**Selected excerpt**
[start]

The right of the people to be secure in their persons, houses, papers, and effects against unreasonable searches or seizures shall not be violated; and no warrant shall issue but upon probable cause supported by oath or affirmation, describing as particularly as may be the place to be searched and the person or thing to be seized.
By comparison, the Fourth Amendment states:
The right of the people to be secure in their persons, houses, papers and effects against unreasonable searches and seizures, shall not be violated, and no Warrants shall issue, but upon probable cause, supported by oath or affirmation, and particularly describing the place to be searched, and the persons or things to be seized.
U.S. Const. amend. IV.
5 Gomez argues that because Officer Burpo stated in the preliminary hearing that he only had “reasonable suspicion” to search the car (Preliminary Hrg. Tr. 15-16, 26), the warrantless search was invalid because “reasonable suspicion” is a lesser standard than “probable cause.” This argument is clearly without merit because as we held in Satterlee v. State, 1976 OK CR 88, ¶¶18-19, 549 P.2d 104, 108-09, an officer’s description of his own level of suspicion does not determine whether there was probable cause.

[end]

**Task requirements**
1: Summarize the search-and-seizure excerpt in two sentences.
2: Write a continuation of the search-and-seizure excerpt, starting after its last sentence.
The entries have no connection to the search-and-seizure excerpt.

**Lines of data**
[start]

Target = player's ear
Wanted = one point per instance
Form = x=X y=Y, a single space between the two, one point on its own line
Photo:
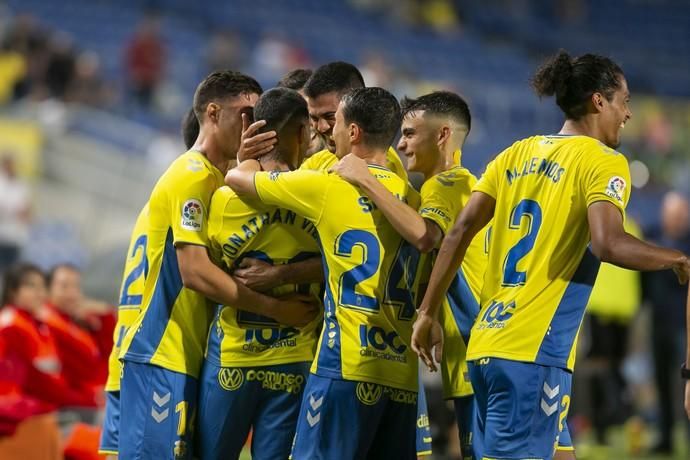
x=598 y=102
x=443 y=135
x=213 y=112
x=355 y=133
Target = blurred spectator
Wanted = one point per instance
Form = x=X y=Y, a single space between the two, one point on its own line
x=225 y=51
x=146 y=60
x=85 y=326
x=31 y=381
x=61 y=66
x=667 y=298
x=88 y=86
x=274 y=56
x=15 y=212
x=612 y=306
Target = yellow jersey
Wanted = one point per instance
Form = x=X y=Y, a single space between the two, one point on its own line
x=541 y=269
x=171 y=329
x=131 y=293
x=324 y=160
x=443 y=198
x=369 y=307
x=239 y=228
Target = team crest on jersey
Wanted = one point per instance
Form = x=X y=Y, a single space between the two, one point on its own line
x=230 y=378
x=616 y=188
x=369 y=393
x=192 y=215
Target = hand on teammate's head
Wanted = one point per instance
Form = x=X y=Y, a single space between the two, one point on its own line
x=252 y=143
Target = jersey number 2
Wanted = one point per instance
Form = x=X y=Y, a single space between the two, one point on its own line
x=141 y=269
x=530 y=210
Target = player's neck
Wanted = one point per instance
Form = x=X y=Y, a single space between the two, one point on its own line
x=372 y=156
x=585 y=126
x=207 y=147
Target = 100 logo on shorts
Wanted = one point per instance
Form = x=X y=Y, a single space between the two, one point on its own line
x=231 y=379
x=386 y=344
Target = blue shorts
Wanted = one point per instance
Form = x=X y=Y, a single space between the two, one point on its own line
x=464 y=415
x=520 y=408
x=355 y=420
x=111 y=424
x=157 y=407
x=233 y=400
x=423 y=430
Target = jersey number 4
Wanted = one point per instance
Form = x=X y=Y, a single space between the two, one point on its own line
x=531 y=212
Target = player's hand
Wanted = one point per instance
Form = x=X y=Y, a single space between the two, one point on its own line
x=427 y=334
x=352 y=168
x=296 y=310
x=253 y=145
x=257 y=274
x=682 y=270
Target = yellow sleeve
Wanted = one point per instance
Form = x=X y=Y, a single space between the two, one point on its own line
x=442 y=200
x=189 y=195
x=607 y=178
x=215 y=224
x=489 y=181
x=304 y=192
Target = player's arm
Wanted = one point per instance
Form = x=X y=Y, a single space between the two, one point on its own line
x=427 y=332
x=201 y=275
x=612 y=244
x=423 y=234
x=261 y=276
x=241 y=178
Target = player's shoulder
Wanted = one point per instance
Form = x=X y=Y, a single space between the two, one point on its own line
x=190 y=166
x=320 y=160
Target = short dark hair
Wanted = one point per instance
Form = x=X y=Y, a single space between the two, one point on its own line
x=440 y=103
x=574 y=80
x=339 y=77
x=14 y=277
x=221 y=85
x=280 y=107
x=50 y=276
x=376 y=112
x=189 y=128
x=295 y=79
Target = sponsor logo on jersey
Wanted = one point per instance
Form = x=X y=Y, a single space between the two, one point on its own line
x=192 y=215
x=496 y=315
x=616 y=188
x=230 y=378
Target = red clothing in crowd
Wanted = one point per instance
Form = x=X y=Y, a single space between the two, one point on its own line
x=32 y=370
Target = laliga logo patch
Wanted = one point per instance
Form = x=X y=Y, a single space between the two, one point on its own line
x=230 y=378
x=192 y=215
x=369 y=393
x=616 y=188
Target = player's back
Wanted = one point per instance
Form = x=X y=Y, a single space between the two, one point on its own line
x=368 y=315
x=240 y=228
x=131 y=294
x=325 y=159
x=540 y=271
x=170 y=330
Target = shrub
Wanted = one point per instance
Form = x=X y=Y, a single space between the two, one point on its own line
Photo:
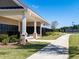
x=4 y=38
x=48 y=33
x=13 y=38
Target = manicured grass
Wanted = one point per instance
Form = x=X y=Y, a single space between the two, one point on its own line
x=74 y=46
x=21 y=52
x=52 y=36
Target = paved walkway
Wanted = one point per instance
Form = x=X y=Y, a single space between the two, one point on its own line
x=57 y=49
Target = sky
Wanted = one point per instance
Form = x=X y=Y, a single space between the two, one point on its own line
x=63 y=11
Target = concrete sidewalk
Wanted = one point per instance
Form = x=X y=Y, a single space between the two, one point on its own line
x=57 y=49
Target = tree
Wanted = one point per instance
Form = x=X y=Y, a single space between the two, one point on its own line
x=54 y=25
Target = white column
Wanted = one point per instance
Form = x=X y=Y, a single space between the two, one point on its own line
x=24 y=25
x=41 y=30
x=35 y=29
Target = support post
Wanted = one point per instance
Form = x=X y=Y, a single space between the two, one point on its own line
x=41 y=30
x=24 y=33
x=35 y=30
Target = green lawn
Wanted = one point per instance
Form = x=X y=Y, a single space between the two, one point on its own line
x=52 y=36
x=21 y=52
x=74 y=46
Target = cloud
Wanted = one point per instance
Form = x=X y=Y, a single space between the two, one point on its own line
x=35 y=6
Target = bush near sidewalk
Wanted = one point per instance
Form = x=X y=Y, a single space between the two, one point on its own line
x=5 y=39
x=51 y=35
x=74 y=46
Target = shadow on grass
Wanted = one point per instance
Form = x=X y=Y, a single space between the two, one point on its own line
x=73 y=51
x=54 y=49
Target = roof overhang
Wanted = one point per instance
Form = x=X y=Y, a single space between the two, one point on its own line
x=19 y=9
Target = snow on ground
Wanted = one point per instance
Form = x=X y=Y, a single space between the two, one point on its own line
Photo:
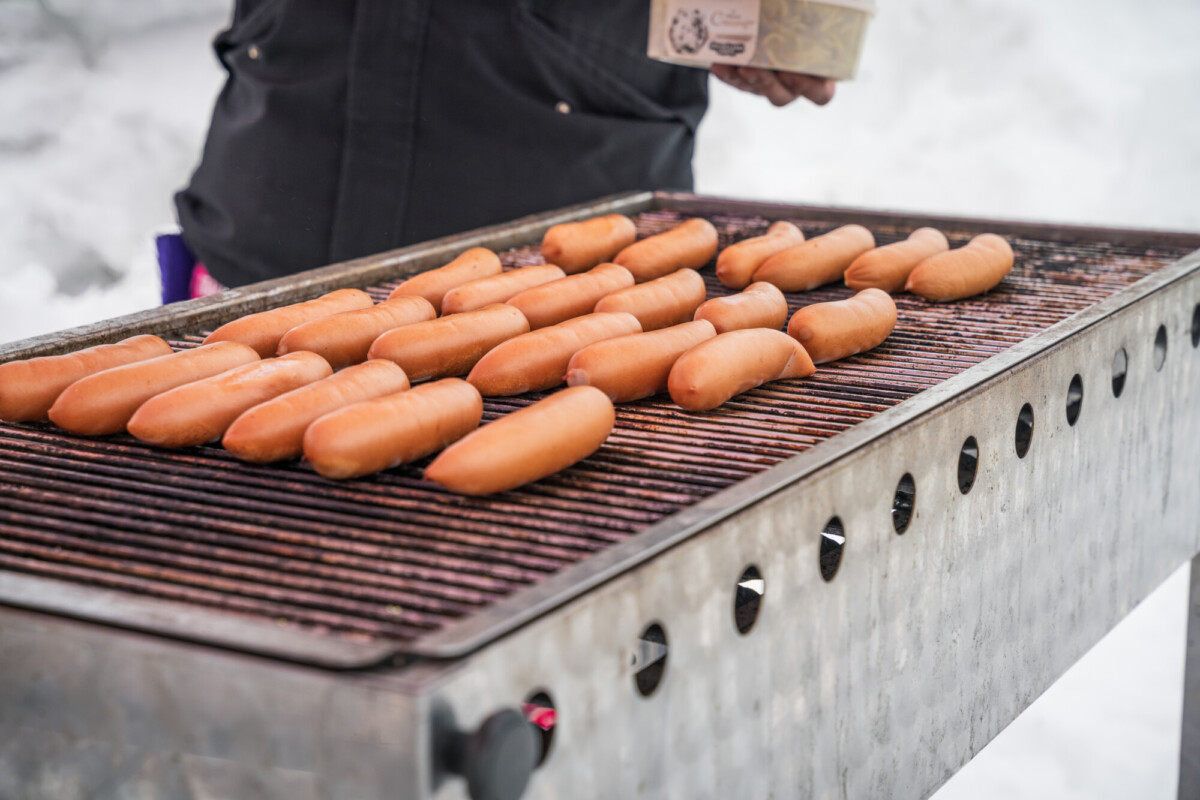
x=1072 y=112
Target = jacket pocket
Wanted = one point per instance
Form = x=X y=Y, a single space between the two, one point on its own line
x=592 y=76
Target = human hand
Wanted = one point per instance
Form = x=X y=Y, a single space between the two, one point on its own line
x=780 y=88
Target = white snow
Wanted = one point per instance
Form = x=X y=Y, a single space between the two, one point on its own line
x=1069 y=110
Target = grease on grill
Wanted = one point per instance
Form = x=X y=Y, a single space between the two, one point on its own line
x=393 y=557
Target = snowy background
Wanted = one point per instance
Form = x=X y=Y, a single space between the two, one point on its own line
x=1078 y=110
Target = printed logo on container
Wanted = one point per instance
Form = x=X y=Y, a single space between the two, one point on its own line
x=724 y=31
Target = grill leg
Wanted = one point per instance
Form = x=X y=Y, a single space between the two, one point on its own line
x=1189 y=740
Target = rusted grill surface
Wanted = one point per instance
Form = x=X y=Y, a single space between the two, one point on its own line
x=393 y=557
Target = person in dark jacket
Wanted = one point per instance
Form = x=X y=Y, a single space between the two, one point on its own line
x=347 y=128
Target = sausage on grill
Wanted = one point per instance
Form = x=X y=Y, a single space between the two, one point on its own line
x=579 y=246
x=963 y=272
x=497 y=288
x=816 y=262
x=635 y=366
x=538 y=360
x=528 y=444
x=449 y=346
x=202 y=410
x=274 y=431
x=760 y=305
x=737 y=263
x=887 y=268
x=690 y=245
x=735 y=362
x=571 y=296
x=264 y=330
x=835 y=330
x=346 y=338
x=105 y=402
x=28 y=389
x=660 y=302
x=473 y=264
x=395 y=429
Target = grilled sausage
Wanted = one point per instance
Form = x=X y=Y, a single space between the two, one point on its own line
x=816 y=262
x=449 y=346
x=202 y=410
x=105 y=402
x=497 y=288
x=395 y=429
x=737 y=263
x=835 y=330
x=735 y=362
x=760 y=305
x=963 y=272
x=28 y=389
x=579 y=246
x=538 y=360
x=660 y=302
x=473 y=264
x=274 y=431
x=571 y=296
x=887 y=268
x=346 y=338
x=264 y=330
x=690 y=245
x=528 y=444
x=635 y=366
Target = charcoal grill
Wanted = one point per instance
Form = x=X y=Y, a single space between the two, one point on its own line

[end]

**Responses in order**
1: The search-and-seizure excerpt quotes a provision protecting people against unreasonable searches or seizures and allowing warrants only on probable cause, then sets it beside the similar wording of the Fourth Amendment. It also rejects Gomez's argument that a warrantless search of a car was invalid because Officer Burpo testified he had only "reasonable suspicion," citing Satterlee v. State for the rule that an officer's description of his own level of suspicion does not determine whether there was probable cause.

2:
6 While this Court has not addressed this specific fact pattern in any prior published case (i.e., whether the smell of alcohol and a missing beverage container from otherwise undisturbed six-pack, versus the smell of burning marijuana, constitutes probable cause for a vehicle search), at least one other court has addressed a nearly identical set of circumstances and reached a similar result. In State v. Schuette, 423 N.W.2d 104 (Minn. App. 1988), the Minnesota Court of Appeals determined that an “officer’s detection of an alcoholic odor emanating from an automobile constitutes probable cause to search the automobile for open bottles or cans of alcohol” and held that an officer is therefore “justified in searching anywhere in the passenger compartment where those bottles or cans might be found.” Id. citing State v. Schinzing, 342 N.W.2d 105, 109 (Minn. 1983). The Schuette court then concluded, as we do here, that probable cause “exists when the officer notices the smell of alcohol and observes an open case of beer with cans missing.” Id. citing State v. Pierce, 347 N.W.2d 829, 833 (Minn.Ct.App. 1984).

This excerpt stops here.